**Soal Latihan:**
A. Tentukan apakah setiap pernyataan berikut sesuai dengan bacaan tentang Kang Jalal. Jawab ya atau tidak, lalu kutip kata-kata penentunya dari bacaan: (i) Kang Jalal menulis buku "Islam dan Pluralisme"; (ii) Kang Jalal hanya membela minoritas Syiah; (iii) Kang Jalal tidak mengetahui hukum hadd syariah atas praktik seksual sesama jenis.
B. Tolong salin persis bagian bacaan tentang Kang Jalal, semuanya dari "Sebagai seorang yang" hingga "berbagai lapangan kehidupan.".

**Teks Bacaan:**
== == ==

Kang Jalal, di mata orang yang tak paham, bisa tampak sebagai tokoh sektarian karena keterikatannya pada mazhab Syiah yang dipeluknya belakangan. Padahal sesungguhnya dia seorang pluralis. Pluralis interagama Islam maupun antaragama. Kang Jalal pun menulis buku “Islam dan Pluralisme” yang amat bagus.

Pada saat yang sama, Kang Jalal juga seorang pejuang dan pembela hak-hak minoritas. Bukan hanya membela minoritas Syiah — mazhab yang memang dipilihnya; Kang Jalal juga membela Ahmadiyah, bahkan membela hak-hak asasi kaum lesbian, gay, biseksual, transgender, dan queer (LGBTQ).

Sebagai seorang yang pengetahuan agamanya amat luas — Kang Jalal adalah seorang penulis dan pemikir prolifik. Tentu saja, dia tahu tentang hukum hadd (pidana) syariah atas praktik-praktik seksual sesama jenis. Namun, bagi pembaca yang teliti, amat mudah memahami bahwa Kang Jalal tidak sedang berbicara soal itu, tapi tentang keharusan menjamin terselenggaranya hak-hak asasi mereka sebagai manusia dan warga negara.

Kadang kelurusan, keterusterangan, dan ketajaman pilihan diksi dalam ceramah-ceramah dan tulisan-tulisan Kang Jalal, berpotensi menimbulkan salah paham. Bukan hanya dalam soal pembelaannya terhadap komunitas LGBTQ, tapi juga dalam hal-hal lain yang melibatkan kritik terhadap pandangan ”normal” kelompok-kelompok arus utama mayoritas di berbagai lapangan kehidupan.

== == ==

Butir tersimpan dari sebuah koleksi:
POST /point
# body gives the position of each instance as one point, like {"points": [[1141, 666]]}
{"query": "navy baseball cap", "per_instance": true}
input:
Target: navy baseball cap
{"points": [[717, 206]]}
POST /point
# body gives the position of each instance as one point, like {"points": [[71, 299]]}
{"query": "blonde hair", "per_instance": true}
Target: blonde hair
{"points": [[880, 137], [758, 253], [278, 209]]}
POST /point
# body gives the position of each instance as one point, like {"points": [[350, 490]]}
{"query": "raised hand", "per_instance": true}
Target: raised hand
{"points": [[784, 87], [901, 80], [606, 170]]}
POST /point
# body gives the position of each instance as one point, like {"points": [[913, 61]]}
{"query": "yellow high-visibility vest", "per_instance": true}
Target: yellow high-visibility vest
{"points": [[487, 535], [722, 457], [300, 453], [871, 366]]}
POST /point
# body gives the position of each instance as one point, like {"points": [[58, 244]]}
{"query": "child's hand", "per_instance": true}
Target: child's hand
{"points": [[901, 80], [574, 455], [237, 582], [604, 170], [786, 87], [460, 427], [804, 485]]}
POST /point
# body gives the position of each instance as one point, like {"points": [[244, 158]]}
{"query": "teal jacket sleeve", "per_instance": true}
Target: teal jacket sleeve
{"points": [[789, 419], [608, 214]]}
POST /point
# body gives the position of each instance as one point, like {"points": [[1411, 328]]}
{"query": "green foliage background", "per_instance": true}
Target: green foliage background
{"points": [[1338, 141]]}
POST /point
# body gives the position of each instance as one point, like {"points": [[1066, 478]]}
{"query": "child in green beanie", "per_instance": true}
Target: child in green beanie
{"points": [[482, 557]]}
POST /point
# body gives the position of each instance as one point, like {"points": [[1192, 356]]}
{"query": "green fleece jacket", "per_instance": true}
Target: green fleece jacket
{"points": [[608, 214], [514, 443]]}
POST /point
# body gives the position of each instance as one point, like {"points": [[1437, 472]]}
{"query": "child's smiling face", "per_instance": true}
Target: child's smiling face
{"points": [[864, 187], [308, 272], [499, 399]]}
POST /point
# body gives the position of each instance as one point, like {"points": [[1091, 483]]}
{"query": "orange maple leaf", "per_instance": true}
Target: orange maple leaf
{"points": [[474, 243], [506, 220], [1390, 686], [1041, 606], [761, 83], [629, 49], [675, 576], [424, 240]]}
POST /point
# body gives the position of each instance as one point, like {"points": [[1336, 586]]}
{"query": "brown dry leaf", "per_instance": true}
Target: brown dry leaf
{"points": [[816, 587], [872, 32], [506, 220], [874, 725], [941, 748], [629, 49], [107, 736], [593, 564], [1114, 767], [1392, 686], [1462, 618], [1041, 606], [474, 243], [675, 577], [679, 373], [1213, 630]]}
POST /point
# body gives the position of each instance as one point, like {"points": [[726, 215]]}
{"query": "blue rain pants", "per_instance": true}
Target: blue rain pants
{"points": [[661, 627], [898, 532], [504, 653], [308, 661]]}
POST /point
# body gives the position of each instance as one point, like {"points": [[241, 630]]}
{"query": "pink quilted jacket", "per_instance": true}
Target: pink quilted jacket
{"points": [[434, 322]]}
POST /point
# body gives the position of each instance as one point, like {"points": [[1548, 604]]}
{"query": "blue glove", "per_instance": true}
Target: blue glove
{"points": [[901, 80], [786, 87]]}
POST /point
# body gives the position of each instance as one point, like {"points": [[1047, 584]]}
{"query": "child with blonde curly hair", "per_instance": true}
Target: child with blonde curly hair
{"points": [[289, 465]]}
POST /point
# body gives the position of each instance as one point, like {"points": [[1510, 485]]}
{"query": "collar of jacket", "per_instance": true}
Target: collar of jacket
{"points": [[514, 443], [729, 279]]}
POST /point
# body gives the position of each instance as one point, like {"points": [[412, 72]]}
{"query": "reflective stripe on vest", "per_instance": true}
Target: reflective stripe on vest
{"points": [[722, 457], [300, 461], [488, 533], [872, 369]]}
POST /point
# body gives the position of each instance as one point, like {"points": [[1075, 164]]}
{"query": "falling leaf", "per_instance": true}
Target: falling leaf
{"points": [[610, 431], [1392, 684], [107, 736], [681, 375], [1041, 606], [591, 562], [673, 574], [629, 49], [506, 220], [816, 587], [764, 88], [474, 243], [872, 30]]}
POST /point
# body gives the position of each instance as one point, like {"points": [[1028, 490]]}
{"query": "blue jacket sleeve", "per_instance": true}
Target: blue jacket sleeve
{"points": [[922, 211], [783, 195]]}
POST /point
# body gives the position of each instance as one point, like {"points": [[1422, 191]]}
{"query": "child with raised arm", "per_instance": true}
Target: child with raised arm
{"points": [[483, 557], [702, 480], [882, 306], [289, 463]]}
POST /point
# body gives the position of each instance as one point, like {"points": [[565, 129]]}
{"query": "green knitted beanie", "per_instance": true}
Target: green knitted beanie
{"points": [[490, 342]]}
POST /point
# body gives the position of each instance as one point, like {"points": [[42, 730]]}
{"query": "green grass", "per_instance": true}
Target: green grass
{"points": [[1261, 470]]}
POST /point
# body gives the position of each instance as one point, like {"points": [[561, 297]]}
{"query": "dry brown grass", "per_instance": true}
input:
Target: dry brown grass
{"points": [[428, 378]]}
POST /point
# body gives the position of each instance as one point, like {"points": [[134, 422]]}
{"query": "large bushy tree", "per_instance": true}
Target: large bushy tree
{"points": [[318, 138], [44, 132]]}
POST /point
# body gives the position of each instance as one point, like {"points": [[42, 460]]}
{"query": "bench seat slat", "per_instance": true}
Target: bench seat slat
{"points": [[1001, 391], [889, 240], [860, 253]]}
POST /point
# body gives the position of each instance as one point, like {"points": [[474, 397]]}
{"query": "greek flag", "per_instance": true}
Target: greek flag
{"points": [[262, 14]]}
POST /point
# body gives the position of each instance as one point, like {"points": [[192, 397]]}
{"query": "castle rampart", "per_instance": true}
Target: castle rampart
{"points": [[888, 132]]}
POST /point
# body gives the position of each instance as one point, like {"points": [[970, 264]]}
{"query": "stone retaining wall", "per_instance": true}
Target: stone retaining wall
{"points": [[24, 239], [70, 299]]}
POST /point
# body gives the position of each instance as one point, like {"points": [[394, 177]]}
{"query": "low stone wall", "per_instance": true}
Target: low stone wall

== == ==

**Pembahasan Soal:**
A.
(i) Ya: "Kang Jalal pun menulis buku “Islam dan Pluralisme” yang amat bagus."
(ii) Tidak: "Bukan hanya membela minoritas Syiah"
(iii) Tidak: "Tentu saja, dia tahu tentang hukum hadd (pidana) syariah atas praktik-praktik seksual sesama jenis."

B.
Sebagai seorang yang pengetahuan agamanya amat luas — Kang Jalal adalah seorang penulis dan pemikir prolifik. Tentu saja, dia tahu tentang hukum hadd (pidana) syariah atas praktik-praktik seksual sesama jenis. Namun, bagi pembaca yang teliti, amat mudah memahami bahwa Kang Jalal tidak sedang berbicara soal itu, tapi tentang keharusan menjamin terselenggaranya hak-hak asasi mereka sebagai manusia dan warga negara.

Kadang kelurusan, keterusterangan, dan ketajaman pilihan diksi dalam ceramah-ceramah dan tulisan-tulisan Kang Jalal, berpotensi menimbulkan salah paham. Bukan hanya dalam soal pembelaannya terhadap komunitas LGBTQ, tapi juga dalam hal-hal lain yang melibatkan kritik terhadap pandangan ”normal” kelompok-kelompok arus utama mayoritas di berbagai lapangan kehidupan.